-- Problem to solve --
Produce an exact copy of the data below.

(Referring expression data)
Segment Open
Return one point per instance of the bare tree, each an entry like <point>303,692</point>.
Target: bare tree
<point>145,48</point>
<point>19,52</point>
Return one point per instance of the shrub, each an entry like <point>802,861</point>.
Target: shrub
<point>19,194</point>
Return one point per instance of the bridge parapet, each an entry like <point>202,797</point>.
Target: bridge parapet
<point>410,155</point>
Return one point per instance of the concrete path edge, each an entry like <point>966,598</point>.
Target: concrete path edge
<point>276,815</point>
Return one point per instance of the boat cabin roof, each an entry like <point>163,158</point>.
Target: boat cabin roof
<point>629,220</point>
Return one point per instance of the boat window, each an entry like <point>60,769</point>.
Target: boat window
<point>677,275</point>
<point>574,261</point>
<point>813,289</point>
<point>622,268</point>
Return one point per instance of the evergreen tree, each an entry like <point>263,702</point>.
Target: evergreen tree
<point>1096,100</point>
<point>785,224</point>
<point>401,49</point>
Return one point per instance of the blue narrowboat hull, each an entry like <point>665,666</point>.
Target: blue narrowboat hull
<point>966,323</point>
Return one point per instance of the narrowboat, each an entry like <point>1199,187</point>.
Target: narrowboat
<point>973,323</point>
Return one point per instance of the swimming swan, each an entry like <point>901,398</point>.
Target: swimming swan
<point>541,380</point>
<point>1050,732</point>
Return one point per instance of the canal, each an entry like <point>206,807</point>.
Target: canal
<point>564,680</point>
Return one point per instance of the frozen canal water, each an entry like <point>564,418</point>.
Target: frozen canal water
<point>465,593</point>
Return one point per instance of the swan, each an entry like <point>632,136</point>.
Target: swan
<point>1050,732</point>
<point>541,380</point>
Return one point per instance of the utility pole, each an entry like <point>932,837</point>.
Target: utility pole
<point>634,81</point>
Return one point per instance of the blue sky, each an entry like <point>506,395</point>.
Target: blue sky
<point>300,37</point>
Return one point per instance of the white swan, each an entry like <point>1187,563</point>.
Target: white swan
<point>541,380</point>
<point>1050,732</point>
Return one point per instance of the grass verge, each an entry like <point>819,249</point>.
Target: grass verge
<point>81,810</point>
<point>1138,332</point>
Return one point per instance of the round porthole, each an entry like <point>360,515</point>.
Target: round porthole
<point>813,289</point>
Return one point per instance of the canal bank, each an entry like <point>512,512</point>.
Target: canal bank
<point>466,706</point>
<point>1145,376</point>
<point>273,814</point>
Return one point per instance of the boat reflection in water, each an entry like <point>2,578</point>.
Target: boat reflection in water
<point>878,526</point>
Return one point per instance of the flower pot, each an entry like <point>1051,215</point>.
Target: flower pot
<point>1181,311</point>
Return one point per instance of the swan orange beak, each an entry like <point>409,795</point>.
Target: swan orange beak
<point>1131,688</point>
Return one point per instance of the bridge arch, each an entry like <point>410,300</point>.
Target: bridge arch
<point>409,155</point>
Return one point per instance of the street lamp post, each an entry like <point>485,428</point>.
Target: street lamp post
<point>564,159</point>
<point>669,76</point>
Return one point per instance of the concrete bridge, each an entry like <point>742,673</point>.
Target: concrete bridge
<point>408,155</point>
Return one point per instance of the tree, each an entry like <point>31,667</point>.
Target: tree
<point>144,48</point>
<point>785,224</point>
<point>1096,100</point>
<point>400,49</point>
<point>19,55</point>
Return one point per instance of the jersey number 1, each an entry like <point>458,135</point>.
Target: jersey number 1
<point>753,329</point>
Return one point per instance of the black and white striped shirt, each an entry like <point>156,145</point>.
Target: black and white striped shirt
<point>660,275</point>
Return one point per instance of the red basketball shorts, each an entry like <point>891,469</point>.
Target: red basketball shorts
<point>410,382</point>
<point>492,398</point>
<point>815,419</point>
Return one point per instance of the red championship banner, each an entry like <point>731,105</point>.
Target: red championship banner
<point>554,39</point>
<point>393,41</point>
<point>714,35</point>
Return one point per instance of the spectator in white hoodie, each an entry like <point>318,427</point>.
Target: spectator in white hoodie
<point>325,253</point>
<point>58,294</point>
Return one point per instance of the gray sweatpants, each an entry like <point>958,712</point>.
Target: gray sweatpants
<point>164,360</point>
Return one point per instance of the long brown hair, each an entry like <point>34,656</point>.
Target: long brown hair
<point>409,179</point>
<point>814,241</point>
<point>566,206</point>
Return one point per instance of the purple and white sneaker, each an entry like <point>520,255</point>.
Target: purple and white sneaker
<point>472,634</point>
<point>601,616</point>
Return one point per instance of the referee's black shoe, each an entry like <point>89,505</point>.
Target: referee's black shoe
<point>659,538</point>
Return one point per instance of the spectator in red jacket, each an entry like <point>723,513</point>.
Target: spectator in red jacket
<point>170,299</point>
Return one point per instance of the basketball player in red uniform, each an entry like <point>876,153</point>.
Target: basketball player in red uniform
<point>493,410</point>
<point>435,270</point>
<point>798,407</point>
Segment Closed
-- Answer box --
Return one point per instance of the bare tree, each an entry like <point>303,692</point>.
Target: bare tree
<point>145,48</point>
<point>19,52</point>
Return one point per instance of the shrub, each an entry like <point>802,861</point>.
Target: shrub
<point>19,194</point>
Return one point per instance of the bridge parapet, each an entry like <point>202,797</point>.
Target: bridge parapet
<point>410,155</point>
Return one point per instance of the concrete path edge, each an entry like <point>966,598</point>.
Target: concrete path edge
<point>276,815</point>
Return one point per instance of the boat cabin roof, each an entry like <point>163,158</point>.
Target: boat cabin roof
<point>629,220</point>
Return one point per instance of the boat window, each an entry like <point>60,769</point>.
Target: boat window
<point>677,275</point>
<point>574,261</point>
<point>813,289</point>
<point>622,268</point>
Return one point per instance of the evergreen tree, each an entry like <point>263,702</point>.
Target: evergreen tree
<point>1096,100</point>
<point>785,224</point>
<point>401,49</point>
Return one point per instance of the blue narrowboat hull, each an entry like <point>665,666</point>.
Target: blue narrowboat hull
<point>966,323</point>
Return one point per instance of the narrowboat, each an entry like <point>1199,187</point>.
Target: narrowboat
<point>973,323</point>
Return one point per instance of the swimming swan, each an entry like <point>901,398</point>.
Target: swimming swan
<point>541,380</point>
<point>1050,732</point>
Return one point per instance of the canal, each an entry like <point>206,807</point>.
Target: canal
<point>564,680</point>
Return one point per instance of the frozen canal water, each an entry like <point>564,418</point>.
Target: frozen canal water
<point>465,593</point>
Return one point per instance of the swan, each an entry like <point>632,136</point>.
Target: swan
<point>1050,732</point>
<point>541,380</point>
Return one point per instance of the utility pole, each an entry like <point>932,837</point>.
Target: utility pole
<point>634,81</point>
Return one point per instance of the blue sky, each an entry like <point>506,395</point>.
Target: blue sky
<point>300,37</point>
Return one point per instance of the white swan, each an entry like <point>1187,563</point>.
Target: white swan
<point>541,380</point>
<point>1050,732</point>
Return one point per instance of the grass verge, each an entry like <point>819,249</point>.
Target: grass verge
<point>81,810</point>
<point>1138,332</point>
Return one point per instance of the round porthole, each an entry like <point>360,515</point>.
Target: round porthole
<point>813,289</point>
Return one point per instance of the canal bank, each an entry like <point>512,512</point>.
Target: canal bank
<point>466,706</point>
<point>1145,376</point>
<point>273,814</point>
Return one point per instance of the boat reflection in water, each an entry like <point>2,578</point>.
Target: boat reflection in water
<point>878,526</point>
Return one point per instance of the flower pot, each an entry like <point>1051,215</point>.
Target: flower pot
<point>1181,311</point>
Return one point per instance of the swan orange beak, each an entry like <point>409,795</point>.
Target: swan orange beak
<point>1131,688</point>
Return one point per instance of the bridge arch, each an entry like <point>410,300</point>.
Target: bridge arch
<point>409,155</point>
Return one point per instance of the street lamp post, each an entry like <point>485,428</point>.
Target: street lamp post
<point>564,159</point>
<point>669,76</point>
Return one point per instance of the concrete bridge, each an entry like <point>742,673</point>.
Target: concrete bridge
<point>408,155</point>
Return one point per instance of the tree, each an entry like <point>31,667</point>.
Target: tree
<point>144,48</point>
<point>785,224</point>
<point>1096,100</point>
<point>400,49</point>
<point>19,55</point>
Return one point per instance of the jersey number 1, each an entry like <point>458,135</point>.
Target: jersey number 1
<point>753,329</point>
Return one point per instance of the black and white striped shirt, each an entry like <point>156,145</point>.
Target: black and white striped shirt
<point>660,275</point>
Return one point per instance of the red basketball shorts, each an entry like <point>891,469</point>.
Target: red basketball shorts
<point>410,382</point>
<point>492,398</point>
<point>815,419</point>
Return one point per instance of the red championship banner, each an entry like <point>731,105</point>.
Target: red championship banner
<point>554,39</point>
<point>393,41</point>
<point>714,35</point>
Return one point per instance of the spectator in white hoodie, each an entry like <point>318,427</point>.
Target: spectator in white hoodie
<point>325,253</point>
<point>58,294</point>
Return one point per instance of the gray sweatpants, each an entry like <point>958,712</point>.
Target: gray sweatpants
<point>164,360</point>
Return one point per instance of the long brown hair, each an entry like <point>34,656</point>.
Target: long brown hair
<point>409,179</point>
<point>814,241</point>
<point>566,206</point>
Return one point per instance of the purple and white sneaker, each an entry like <point>520,255</point>.
Target: purple and white sneaker
<point>472,634</point>
<point>601,616</point>
Return one point per instance of the referee's black shoe, each an entry like <point>89,505</point>.
Target: referee's black shoe
<point>659,538</point>
Return one point per instance of the spectator in red jacket, each an entry like <point>723,513</point>.
Target: spectator in red jacket
<point>170,299</point>
Return one point per instance of the basketball player in red uniform, each an entry like <point>876,153</point>.
Target: basketball player in red uniform
<point>493,410</point>
<point>435,270</point>
<point>798,407</point>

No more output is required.